• [DIRECTIVE]:
Reproduce the part of the records that opens at their beginning and closes with the line containing "pixel 60 119", replacing every occurrence of "set a point" with "place a marker" and changing nothing else. Omit the pictures from your answer.
————————
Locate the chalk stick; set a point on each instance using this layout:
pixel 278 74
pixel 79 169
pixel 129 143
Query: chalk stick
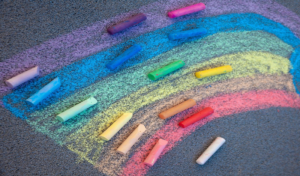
pixel 155 152
pixel 187 34
pixel 75 110
pixel 196 117
pixel 166 70
pixel 131 140
pixel 23 77
pixel 218 142
pixel 127 23
pixel 177 109
pixel 213 71
pixel 129 53
pixel 116 126
pixel 186 10
pixel 44 92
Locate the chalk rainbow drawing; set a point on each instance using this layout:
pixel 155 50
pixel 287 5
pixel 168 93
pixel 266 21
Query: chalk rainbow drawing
pixel 266 73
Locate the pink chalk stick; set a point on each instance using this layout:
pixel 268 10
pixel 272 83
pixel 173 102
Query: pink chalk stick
pixel 23 77
pixel 186 10
pixel 155 152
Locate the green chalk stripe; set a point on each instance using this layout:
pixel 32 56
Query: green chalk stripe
pixel 166 70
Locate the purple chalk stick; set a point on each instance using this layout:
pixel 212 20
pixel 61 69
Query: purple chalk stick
pixel 127 23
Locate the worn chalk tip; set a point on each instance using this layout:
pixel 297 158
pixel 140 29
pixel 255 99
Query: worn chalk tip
pixel 200 162
pixel 29 102
pixel 104 138
pixel 120 152
pixel 109 66
pixel 151 76
pixel 92 101
pixel 9 84
pixel 60 119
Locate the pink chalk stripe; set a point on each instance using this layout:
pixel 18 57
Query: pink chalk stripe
pixel 223 105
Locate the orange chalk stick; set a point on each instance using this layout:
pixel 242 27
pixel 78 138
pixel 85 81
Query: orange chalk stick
pixel 177 109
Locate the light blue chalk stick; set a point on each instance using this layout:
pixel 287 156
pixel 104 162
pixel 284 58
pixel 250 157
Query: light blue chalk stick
pixel 187 34
pixel 44 92
pixel 75 110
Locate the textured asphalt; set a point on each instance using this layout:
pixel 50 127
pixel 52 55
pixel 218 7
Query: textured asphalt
pixel 258 143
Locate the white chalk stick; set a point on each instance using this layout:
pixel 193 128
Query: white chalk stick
pixel 75 110
pixel 218 142
pixel 115 127
pixel 131 140
pixel 23 77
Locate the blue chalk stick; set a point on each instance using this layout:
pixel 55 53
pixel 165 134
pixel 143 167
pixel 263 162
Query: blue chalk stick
pixel 187 34
pixel 129 53
pixel 44 92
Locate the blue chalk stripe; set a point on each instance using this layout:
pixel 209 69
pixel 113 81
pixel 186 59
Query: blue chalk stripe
pixel 187 34
pixel 44 92
pixel 129 53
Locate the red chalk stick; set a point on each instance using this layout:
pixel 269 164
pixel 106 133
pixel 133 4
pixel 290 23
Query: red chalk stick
pixel 196 117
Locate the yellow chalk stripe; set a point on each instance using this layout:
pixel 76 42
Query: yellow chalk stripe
pixel 244 64
pixel 213 71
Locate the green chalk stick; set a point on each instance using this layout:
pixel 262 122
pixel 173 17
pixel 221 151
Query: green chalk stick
pixel 166 70
pixel 75 110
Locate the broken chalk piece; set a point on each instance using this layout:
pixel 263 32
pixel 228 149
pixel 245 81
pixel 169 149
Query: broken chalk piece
pixel 186 10
pixel 166 70
pixel 187 34
pixel 44 92
pixel 131 140
pixel 129 53
pixel 214 71
pixel 23 77
pixel 116 126
pixel 75 110
pixel 127 23
pixel 196 117
pixel 177 109
pixel 155 152
pixel 218 142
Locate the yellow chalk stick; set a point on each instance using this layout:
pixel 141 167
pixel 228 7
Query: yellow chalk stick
pixel 116 126
pixel 213 71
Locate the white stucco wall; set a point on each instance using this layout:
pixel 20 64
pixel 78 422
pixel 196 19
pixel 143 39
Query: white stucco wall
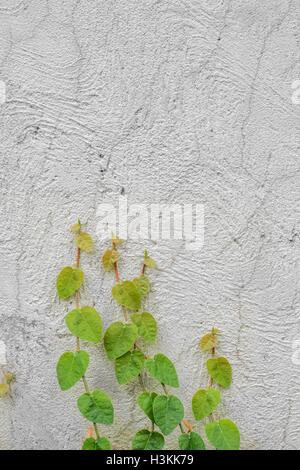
pixel 167 101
————————
• [EXPECTED OUTPUT]:
Locate the chalk stick; place a marker on each instance using this layout:
pixel 278 74
pixel 79 169
pixel 129 143
Query: chalk stick
pixel 155 152
pixel 187 34
pixel 75 110
pixel 196 117
pixel 166 70
pixel 131 140
pixel 23 77
pixel 218 142
pixel 127 23
pixel 177 109
pixel 213 71
pixel 129 53
pixel 116 126
pixel 186 10
pixel 44 92
Locate the chalk rainbow drawing; place a marker on each instance using this layout:
pixel 155 50
pixel 287 5
pixel 168 93
pixel 266 21
Query: chalk rainbow drawing
pixel 266 73
Locate the pink chalk stick; place a marker on each instance using this layout:
pixel 268 10
pixel 272 83
pixel 173 102
Query: pink chalk stick
pixel 23 77
pixel 186 10
pixel 155 152
Locate the green chalk stripe; place a marker on each instance using this layout:
pixel 32 56
Query: green chalk stripe
pixel 166 70
Locate the purple chalk stick; place a marker on each instance using this layout:
pixel 212 20
pixel 61 69
Query: purple chalk stick
pixel 127 23
Locate the worn chalk tip; place a marker on each instance using this layout:
pixel 297 158
pixel 140 29
pixel 255 99
Query: worn chalk tip
pixel 200 162
pixel 29 102
pixel 104 138
pixel 120 152
pixel 109 66
pixel 151 76
pixel 92 101
pixel 9 84
pixel 60 119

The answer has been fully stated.